[Page excerpt]
>>>>
My labour pains started on the 6th in the early hours, some time around 1.30 a.m. There was no water breaking, but the pains had begun. My labour lasted for an excruciating 50 hours, and I delivered on the 8th at 12 minutes past 6 in the morning. I am not going to bore the readers with the specifics of what happened during the 50 hours (although pretty much only one thing was happening – contractions and pain every 5 – 10 minutes). I thought I had it under control when the pains started. I called the hospital at around 4 a.m. and I told them the pains were coming every 15 – 20 minutes. They asked me to come immediately! It is worthwhile mentioning here that during the birthing classes, I was told that I had to call the hospital and tell them what was going on so that they could advice me on whether to rush to the hospital or not. I had a feeling that it was too early to go, but since they asked me to come, I had to go.
So, I went. And guess what, they sent me home because it was too early and I had dilated only 1 cm. So, I waited through the pains until the next morning when I again went to the hospital, only to be sent back home once again! Then, on the same evening, I went to back to the hospital because the pain was intense and I couldn’t wait any longer. Fortunately, they admitted me and I progressed into labour.
During the birthing classes, we were told about so many exercises to be done during labour, the various positions to be adopted for delivery and the help that the midwives would give, etc. But, let me tell you, during the actual labour, all of that somehow evaporated. I had a terrible midwife who only came once with a ball and then disappeared, and I never saw her again. I was in intense pain as my back had also started aching unbearably. All the training does evaporate from our minds, but it looks like it evaporated from the minds of the doctors and midwives as well!
No one suggested any different posture for delivery to ease my back pain, or any massages to soothe me. They kept insisting that I take an epidural. And, an epidural was something I wanted to avoid. My labour progressed fast after a point of time. I had immense back pain and found it really difficult to push after a point of time. They could have given me some more time as the baby was almost there! But no, they had to use the vacuum cup to pull my baby out (remember 3 idiots? Similarly, except that in hospitals they don’t use the vacuum cleaner!).
Finally, after undergoing a LOT of effort, pain and stress, I delivered at 6.12 a.m. on 8th morning, which, coincidentally, was Women’s Day, and I had delivered a baby girl! In all my excitement of having a baby girl, I forgot about the blunders that the hospital staff committed (maybe that is what they count on, too, so that the mother, in all her excitement, forgives everything, just like a mother).
So, the classes for labour, birthing, lactation were nothing but a hullabaloo, in my case. But like they say, all’s well that ends well! I am still thankful to the hospital and doctors for assisting me during my delivery. May their business continue!
<<<<
[Data provided]
>>>>
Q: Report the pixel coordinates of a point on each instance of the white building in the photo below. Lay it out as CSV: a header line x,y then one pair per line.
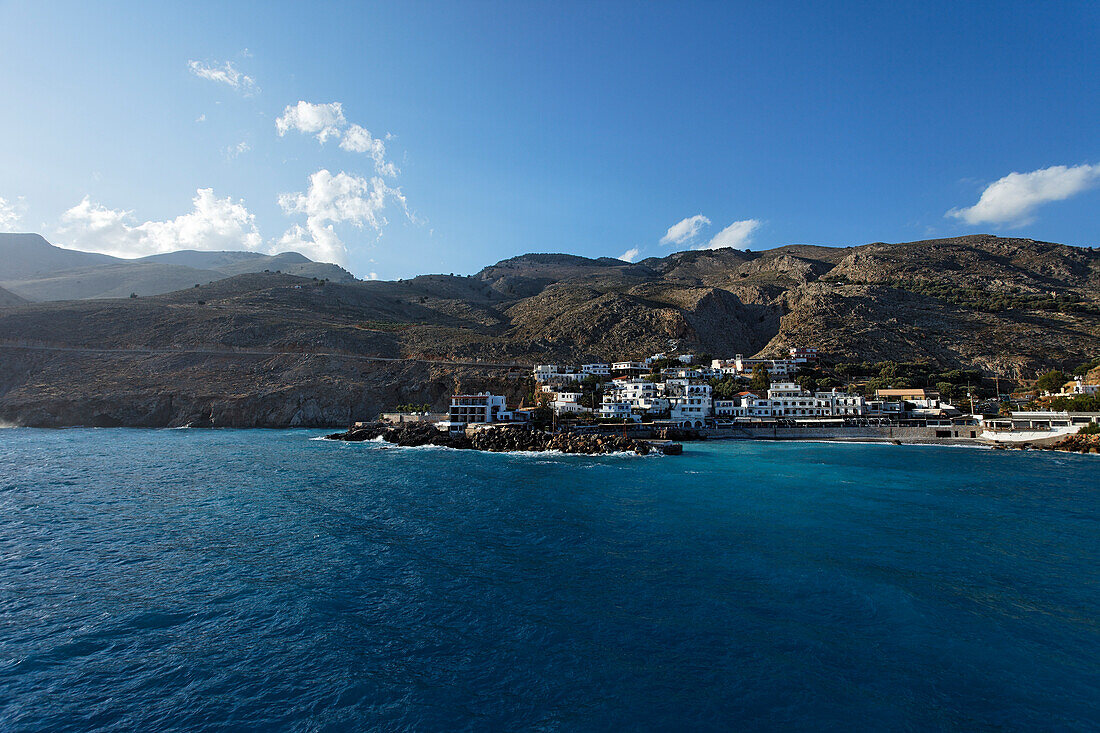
x,y
617,411
569,407
803,354
790,401
1078,386
556,373
689,402
481,407
741,367
629,368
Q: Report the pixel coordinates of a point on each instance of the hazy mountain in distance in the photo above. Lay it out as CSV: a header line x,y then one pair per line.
<<<<
[The problem]
Condense the paragraph of the labor account that begins "So, I went." into a short list that keeps its main facts.

[Response to this task]
- On the first visit, the hospital sent me home because it was too early and I had dilated only 1 cm.
- I waited through the pains until the next morning, went back, and was sent home again.
- That same evening, I returned because the pain was intense and I couldn't wait any longer.
- This time I was admitted and progressed into labor.